- **AIM OF THE EXERCISE**: In the lines starting with the line containing "Can you tell me where the brick" and going on through the line containing "[0,28,50,49]", swap "drainpipe" for "downspout" and reproduce only those lines, with nothing else altered.
◇ ◇ ◇
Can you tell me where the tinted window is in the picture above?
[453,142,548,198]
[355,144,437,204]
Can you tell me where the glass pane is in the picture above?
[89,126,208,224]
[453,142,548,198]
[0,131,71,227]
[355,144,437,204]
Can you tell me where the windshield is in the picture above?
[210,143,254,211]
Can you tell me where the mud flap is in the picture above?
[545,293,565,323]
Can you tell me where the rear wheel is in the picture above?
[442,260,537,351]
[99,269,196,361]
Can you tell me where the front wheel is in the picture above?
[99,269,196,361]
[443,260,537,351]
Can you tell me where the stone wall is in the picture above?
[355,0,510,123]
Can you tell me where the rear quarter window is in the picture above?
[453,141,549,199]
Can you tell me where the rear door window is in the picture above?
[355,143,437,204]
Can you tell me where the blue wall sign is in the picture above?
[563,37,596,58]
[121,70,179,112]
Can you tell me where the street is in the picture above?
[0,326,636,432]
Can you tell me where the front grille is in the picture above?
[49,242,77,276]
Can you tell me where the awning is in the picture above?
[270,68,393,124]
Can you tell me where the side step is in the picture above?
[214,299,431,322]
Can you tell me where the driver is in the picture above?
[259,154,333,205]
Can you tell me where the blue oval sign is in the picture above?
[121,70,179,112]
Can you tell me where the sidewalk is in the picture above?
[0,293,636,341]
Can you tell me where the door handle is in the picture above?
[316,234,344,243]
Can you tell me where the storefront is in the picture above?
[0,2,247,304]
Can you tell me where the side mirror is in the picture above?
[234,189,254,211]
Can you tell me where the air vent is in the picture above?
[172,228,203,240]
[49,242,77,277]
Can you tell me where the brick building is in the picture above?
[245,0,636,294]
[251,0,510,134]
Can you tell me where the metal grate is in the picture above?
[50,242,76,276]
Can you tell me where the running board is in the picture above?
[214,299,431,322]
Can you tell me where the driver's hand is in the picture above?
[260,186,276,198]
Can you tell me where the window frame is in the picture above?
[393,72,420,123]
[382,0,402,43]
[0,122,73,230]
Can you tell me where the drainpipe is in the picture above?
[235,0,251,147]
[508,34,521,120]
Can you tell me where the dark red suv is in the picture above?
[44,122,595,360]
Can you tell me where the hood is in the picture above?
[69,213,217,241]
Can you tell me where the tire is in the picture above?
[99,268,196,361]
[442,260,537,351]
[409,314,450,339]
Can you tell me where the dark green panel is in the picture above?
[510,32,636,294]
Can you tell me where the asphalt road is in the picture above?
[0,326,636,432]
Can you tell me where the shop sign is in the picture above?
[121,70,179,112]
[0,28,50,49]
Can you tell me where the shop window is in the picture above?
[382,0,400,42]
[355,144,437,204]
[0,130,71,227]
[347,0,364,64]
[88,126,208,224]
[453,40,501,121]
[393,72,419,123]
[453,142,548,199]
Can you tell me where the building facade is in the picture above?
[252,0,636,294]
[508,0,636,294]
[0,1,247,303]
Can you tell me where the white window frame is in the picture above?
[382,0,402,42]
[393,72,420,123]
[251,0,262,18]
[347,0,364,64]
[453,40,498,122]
◇ ◇ ◇
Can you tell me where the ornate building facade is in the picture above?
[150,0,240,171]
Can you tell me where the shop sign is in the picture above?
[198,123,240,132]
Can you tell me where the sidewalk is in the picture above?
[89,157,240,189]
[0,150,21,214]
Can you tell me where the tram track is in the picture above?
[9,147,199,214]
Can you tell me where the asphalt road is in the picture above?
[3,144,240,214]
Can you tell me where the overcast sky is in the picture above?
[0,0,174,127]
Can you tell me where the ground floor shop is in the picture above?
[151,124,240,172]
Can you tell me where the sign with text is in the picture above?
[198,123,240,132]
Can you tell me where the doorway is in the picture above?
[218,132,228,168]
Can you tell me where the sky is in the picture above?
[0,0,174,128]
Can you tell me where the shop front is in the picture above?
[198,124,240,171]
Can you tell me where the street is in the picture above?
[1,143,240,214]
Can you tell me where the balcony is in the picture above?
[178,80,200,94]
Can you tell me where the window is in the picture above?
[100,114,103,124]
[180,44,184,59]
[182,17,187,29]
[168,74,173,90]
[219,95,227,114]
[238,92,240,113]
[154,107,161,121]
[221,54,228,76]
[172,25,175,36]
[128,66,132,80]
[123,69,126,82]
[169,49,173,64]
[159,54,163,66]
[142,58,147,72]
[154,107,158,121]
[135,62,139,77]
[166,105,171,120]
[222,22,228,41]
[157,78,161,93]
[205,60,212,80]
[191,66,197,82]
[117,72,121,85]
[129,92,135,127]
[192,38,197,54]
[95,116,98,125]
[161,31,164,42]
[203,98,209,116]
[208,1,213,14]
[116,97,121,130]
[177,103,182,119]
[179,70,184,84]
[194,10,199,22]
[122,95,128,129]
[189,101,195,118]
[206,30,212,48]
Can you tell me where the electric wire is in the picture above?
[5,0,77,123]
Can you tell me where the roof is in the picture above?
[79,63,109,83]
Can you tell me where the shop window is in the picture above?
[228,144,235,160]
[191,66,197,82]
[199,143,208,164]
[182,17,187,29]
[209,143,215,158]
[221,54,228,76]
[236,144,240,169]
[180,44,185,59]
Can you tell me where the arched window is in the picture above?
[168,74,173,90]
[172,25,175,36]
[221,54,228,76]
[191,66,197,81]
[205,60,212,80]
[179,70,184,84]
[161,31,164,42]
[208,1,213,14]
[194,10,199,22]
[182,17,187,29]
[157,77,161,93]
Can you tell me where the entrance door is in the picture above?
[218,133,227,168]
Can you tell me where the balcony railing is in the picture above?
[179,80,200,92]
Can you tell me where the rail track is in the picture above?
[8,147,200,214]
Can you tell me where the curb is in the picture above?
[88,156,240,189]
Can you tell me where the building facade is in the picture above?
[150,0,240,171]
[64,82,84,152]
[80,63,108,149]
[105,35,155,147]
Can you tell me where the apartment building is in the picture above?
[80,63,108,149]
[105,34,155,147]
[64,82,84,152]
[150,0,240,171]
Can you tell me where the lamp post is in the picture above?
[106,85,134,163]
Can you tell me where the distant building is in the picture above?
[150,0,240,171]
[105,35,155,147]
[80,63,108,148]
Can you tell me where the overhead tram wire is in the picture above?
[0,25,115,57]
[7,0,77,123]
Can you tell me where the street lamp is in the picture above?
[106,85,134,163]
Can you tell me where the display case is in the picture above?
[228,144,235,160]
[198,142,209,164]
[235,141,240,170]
◇ ◇ ◇
- **TASK RESULT**:
Can you tell me where the brick building is in the picture above?
[245,0,636,294]
[251,0,510,134]
Can you tell me where the metal grate is in the picture above?
[50,242,76,276]
Can you tell me where the running board is in the picture above?
[214,299,431,322]
Can you tell me where the driver's hand is in the picture above?
[260,186,276,198]
Can you tell me where the window frame is in the picture above?
[393,72,420,123]
[382,0,402,43]
[0,122,73,230]
Can you tell me where the downspout is in the picture above?
[235,0,251,147]
[508,34,521,120]
Can you tell me where the dark red suv is in the picture above?
[44,122,595,360]
Can you tell me where the hood is in the picture above?
[69,213,217,241]
Can you tell me where the tire is in the picture above?
[99,268,196,361]
[442,260,537,351]
[409,314,450,339]
Can you tell me where the dark green panel is in the picture above?
[510,32,636,294]
Can you tell me where the asphalt road is in the picture above?
[0,326,636,432]
Can you tell me where the shop sign is in the picture above?
[121,70,179,112]
[0,28,50,49]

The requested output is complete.